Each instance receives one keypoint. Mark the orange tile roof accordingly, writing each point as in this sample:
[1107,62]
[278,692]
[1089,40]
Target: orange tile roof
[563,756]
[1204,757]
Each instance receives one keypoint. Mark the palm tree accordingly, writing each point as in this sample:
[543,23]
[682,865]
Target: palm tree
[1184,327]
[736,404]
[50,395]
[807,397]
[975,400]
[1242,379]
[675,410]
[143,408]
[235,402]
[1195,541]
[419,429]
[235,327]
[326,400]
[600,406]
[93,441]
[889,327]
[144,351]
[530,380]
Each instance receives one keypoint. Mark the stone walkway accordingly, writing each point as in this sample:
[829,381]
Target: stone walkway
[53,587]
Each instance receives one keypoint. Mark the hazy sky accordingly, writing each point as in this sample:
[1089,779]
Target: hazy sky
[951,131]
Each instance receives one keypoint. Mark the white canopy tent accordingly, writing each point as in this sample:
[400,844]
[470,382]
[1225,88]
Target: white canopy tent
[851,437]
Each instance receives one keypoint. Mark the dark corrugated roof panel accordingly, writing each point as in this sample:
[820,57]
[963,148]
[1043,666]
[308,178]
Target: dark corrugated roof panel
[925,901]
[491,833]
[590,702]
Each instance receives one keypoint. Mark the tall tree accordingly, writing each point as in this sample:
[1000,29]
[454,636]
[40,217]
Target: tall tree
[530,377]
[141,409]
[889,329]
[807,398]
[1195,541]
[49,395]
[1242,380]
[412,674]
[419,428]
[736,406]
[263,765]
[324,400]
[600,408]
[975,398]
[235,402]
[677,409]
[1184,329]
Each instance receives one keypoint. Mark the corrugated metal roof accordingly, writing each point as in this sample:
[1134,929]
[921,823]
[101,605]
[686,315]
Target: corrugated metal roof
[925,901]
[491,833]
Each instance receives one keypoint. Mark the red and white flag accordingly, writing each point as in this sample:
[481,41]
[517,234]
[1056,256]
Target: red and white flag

What is expected: Write out every entry again exactly, please, with nothing missing.

Result of this exercise:
Each instance receives one keypoint. Mark the orange tile roof accordingly, writing each point as in this sample:
[1107,62]
[278,692]
[1089,40]
Target: orange tile roof
[563,756]
[1204,757]
Each instance receives one keypoint. Mark the palm tree accordingly, writing each point as in this sample:
[543,23]
[682,865]
Target: palm tree
[1184,327]
[736,404]
[50,395]
[807,397]
[975,400]
[1242,379]
[675,410]
[143,408]
[235,402]
[1195,541]
[419,429]
[235,327]
[326,400]
[600,406]
[93,441]
[889,327]
[144,351]
[530,380]
Each instance receives one keypoint. Mark the stone walkway accordingly, writing each point as in this sample:
[829,381]
Target: stone walkway
[53,587]
Each instance receives one keypoint. Mark the hazy sky accordingly, writing each point as in this sample:
[1089,779]
Target: hazy sky
[951,131]
Each instance receives one keypoint. Mark the white canopy tent accordingly, writing each point as in this sample:
[400,844]
[470,382]
[1225,88]
Target: white canopy tent
[851,437]
Each instance receives one keypoint. Mark the dark corrugated roof panel accordingly, writing each point as in this sample:
[820,57]
[963,148]
[1043,666]
[308,178]
Target: dark corrugated roof panel
[925,901]
[491,833]
[590,702]
Each instance receives one keypoint. Mark the tall tree accordingly, writing each point as in this sample:
[1000,29]
[454,636]
[40,217]
Target: tall tree
[530,377]
[141,409]
[889,329]
[807,398]
[1195,541]
[49,395]
[1242,380]
[412,674]
[419,428]
[736,406]
[263,765]
[324,400]
[600,408]
[975,398]
[235,402]
[677,409]
[1184,329]
Each instance receives one keypoint. Mark the corrugated metal roof accordingly, writing each point as in this sample:
[1134,929]
[921,823]
[101,605]
[686,315]
Target: corrugated metal roof
[925,901]
[491,833]
Each instance receives one keypoint. Mark the red and white flag accordingly, writing each point as in this sample:
[481,41]
[517,234]
[1056,256]
Target: red and white flag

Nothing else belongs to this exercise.